- Exercise
If a line in the entries below contains "negative", copy it.

- Listed records
::::::
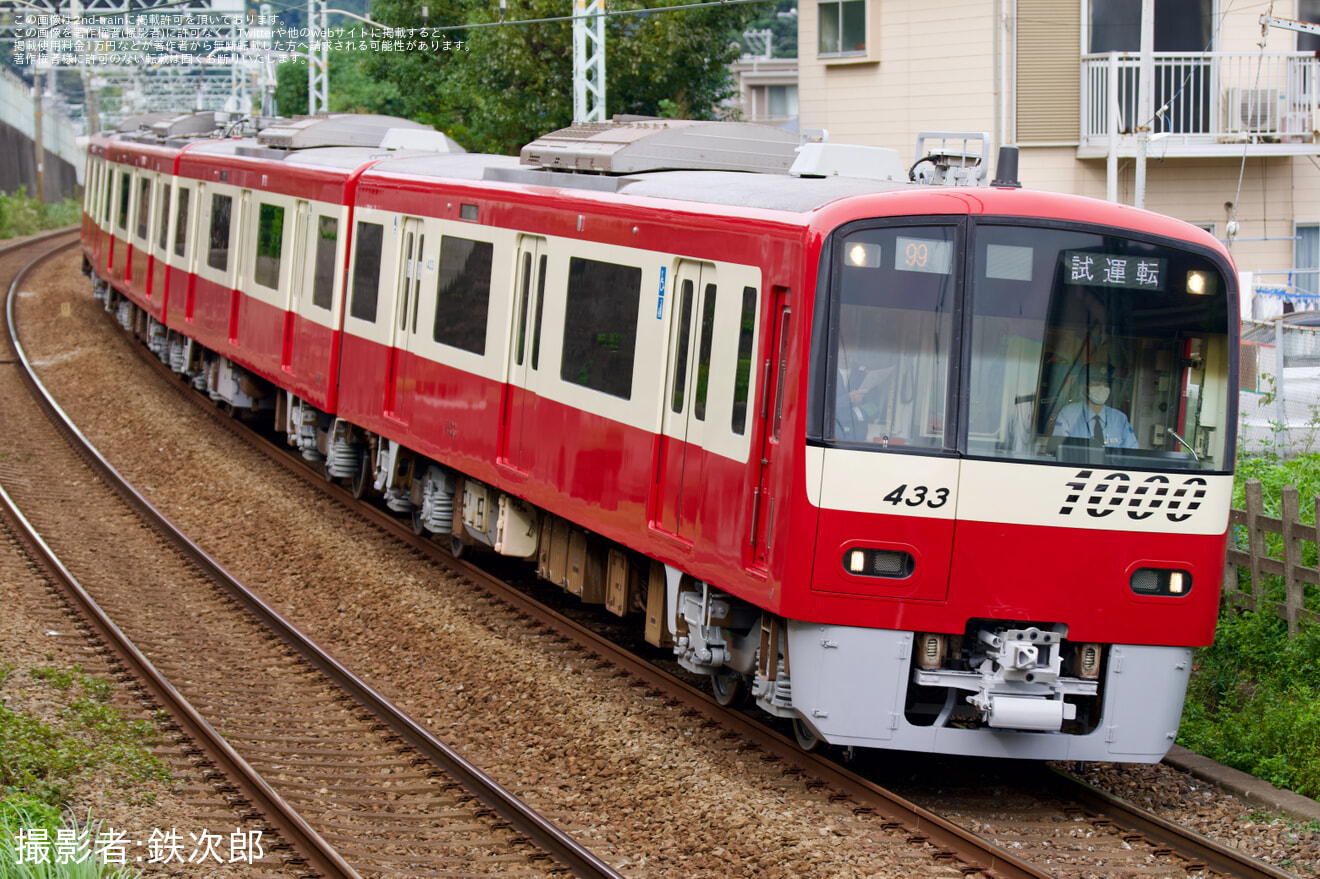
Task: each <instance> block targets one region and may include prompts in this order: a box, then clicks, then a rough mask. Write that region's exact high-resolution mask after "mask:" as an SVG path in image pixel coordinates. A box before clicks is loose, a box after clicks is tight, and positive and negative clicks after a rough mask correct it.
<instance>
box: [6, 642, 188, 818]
::::::
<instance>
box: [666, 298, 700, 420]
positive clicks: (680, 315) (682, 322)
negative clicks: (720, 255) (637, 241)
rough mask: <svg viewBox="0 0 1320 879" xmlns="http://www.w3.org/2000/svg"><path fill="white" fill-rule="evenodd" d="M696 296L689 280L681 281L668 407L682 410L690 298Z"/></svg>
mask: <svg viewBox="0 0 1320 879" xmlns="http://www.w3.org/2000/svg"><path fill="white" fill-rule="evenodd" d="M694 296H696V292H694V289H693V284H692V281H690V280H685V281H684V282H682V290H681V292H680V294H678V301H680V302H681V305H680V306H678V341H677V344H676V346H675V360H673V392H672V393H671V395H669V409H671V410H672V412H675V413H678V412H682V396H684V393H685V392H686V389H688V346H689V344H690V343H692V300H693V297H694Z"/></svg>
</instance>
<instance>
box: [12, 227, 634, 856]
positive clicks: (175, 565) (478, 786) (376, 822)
::::::
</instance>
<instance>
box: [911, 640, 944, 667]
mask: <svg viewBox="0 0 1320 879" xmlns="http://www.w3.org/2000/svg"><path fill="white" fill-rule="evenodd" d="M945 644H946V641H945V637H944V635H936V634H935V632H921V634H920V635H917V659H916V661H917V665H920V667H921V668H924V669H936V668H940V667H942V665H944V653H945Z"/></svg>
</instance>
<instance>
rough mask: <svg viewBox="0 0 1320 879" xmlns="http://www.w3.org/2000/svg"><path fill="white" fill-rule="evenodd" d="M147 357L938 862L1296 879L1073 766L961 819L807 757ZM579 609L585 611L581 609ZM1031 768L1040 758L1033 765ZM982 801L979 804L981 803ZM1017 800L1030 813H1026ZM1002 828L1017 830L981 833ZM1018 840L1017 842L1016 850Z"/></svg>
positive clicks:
::::::
- Solved exercise
Task: each <instance> block targets one region and may include prompts in this order: a box, then clicks, then a rough mask. Write that region's exact high-resolution mask after "mask:" as an SVG path in image pixel coordinates. A box before clicks is loose, a box after clicks is tight, and positive and negative clicks after a rough mask correct it.
negative clicks: (720, 255) (637, 241)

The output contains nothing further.